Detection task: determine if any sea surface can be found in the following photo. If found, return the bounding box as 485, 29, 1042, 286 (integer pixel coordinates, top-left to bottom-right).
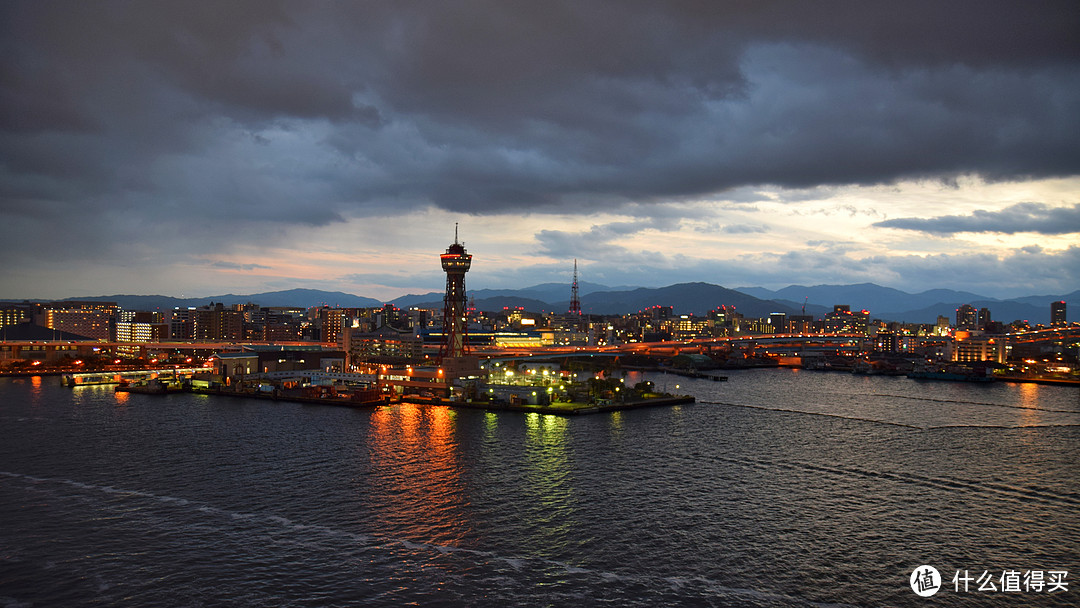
0, 369, 1080, 607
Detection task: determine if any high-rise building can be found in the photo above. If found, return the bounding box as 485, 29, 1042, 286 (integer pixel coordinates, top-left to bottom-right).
438, 225, 472, 360
956, 305, 978, 329
1050, 300, 1067, 325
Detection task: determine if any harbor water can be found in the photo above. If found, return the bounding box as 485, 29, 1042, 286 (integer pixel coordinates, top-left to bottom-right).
0, 369, 1080, 607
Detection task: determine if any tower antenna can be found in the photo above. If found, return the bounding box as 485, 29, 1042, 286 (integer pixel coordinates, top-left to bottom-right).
570, 258, 581, 316
438, 222, 472, 361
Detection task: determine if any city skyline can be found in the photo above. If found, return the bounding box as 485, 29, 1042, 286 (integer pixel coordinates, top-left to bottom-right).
0, 2, 1080, 299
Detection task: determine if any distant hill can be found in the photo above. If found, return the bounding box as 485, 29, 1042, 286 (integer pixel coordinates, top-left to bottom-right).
12, 283, 1067, 324
738, 283, 1080, 324
581, 283, 798, 316
65, 289, 382, 310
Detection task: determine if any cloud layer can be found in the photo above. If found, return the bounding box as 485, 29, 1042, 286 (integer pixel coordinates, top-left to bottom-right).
874, 203, 1080, 234
0, 0, 1080, 300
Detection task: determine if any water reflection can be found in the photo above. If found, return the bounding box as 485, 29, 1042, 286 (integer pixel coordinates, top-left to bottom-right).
30, 376, 41, 405
1017, 382, 1039, 408
524, 414, 577, 548
361, 404, 471, 544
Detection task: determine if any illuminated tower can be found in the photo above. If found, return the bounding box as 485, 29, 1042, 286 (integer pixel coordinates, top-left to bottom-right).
438, 224, 472, 359
570, 258, 581, 316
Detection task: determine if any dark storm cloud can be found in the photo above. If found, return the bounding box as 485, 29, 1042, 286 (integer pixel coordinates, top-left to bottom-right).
0, 0, 1080, 266
874, 203, 1080, 234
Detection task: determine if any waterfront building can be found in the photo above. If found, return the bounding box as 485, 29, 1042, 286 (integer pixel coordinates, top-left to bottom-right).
956, 305, 978, 329
769, 312, 788, 334
824, 305, 870, 336
44, 308, 112, 340
338, 323, 423, 367
0, 303, 33, 327
1050, 300, 1067, 326
951, 330, 1009, 363
196, 302, 244, 341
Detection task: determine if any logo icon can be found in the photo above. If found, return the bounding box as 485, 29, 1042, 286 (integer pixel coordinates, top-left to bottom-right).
910, 566, 942, 597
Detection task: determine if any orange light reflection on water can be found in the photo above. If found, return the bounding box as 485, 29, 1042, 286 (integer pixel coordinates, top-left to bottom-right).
366, 403, 471, 545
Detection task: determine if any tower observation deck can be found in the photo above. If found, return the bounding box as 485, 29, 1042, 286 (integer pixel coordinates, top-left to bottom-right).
438, 224, 472, 359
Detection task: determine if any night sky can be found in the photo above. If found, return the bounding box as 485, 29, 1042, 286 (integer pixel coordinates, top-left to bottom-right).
0, 0, 1080, 299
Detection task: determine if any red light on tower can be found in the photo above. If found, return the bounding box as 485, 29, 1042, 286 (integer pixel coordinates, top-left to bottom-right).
438, 224, 472, 360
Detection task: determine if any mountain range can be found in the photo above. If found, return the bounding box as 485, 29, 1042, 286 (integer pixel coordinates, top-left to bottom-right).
21, 282, 1080, 324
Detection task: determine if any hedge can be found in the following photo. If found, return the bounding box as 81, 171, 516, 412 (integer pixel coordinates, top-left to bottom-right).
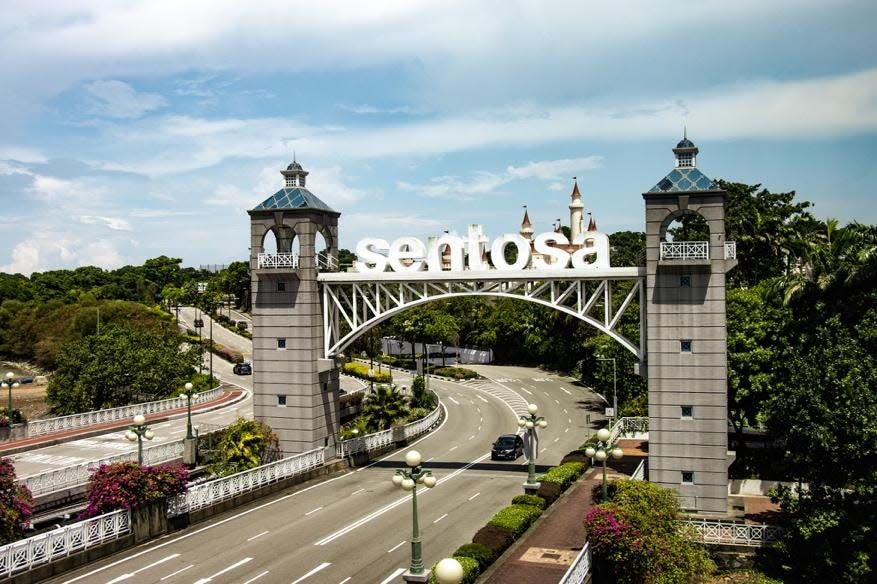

◆ DESCRIPTION OF THE TASK
Starting with the line that contains "Detection task: determine if any red" and going on through the end of the lines above, render each line as a row of a Markdown table with the columns Index and Line. Skip blank lines and omit the pictures.

◆ REPLY TO THE TASK
| Index | Line |
|---|---|
| 1 | Detection task: determine if any red light on tower can be found in the photo above. If found, return the bounding box as 485, 29, 1042, 286 (integer pixel coordinates, top-left to bottom-right). |
| 2 | 438, 224, 472, 360 |
| 3 | Detection task: determine if any mountain range can be found in the photo above. If found, return the bounding box as 485, 29, 1042, 286 (integer pixel coordinates, top-left to bottom-right). |
| 4 | 21, 282, 1080, 324 |
| 5 | Detection task: determine if any hedge can be found in the following photo. If found, return the bounding box as 81, 171, 516, 412 (integer pixel coordinates, top-left to bottom-right). |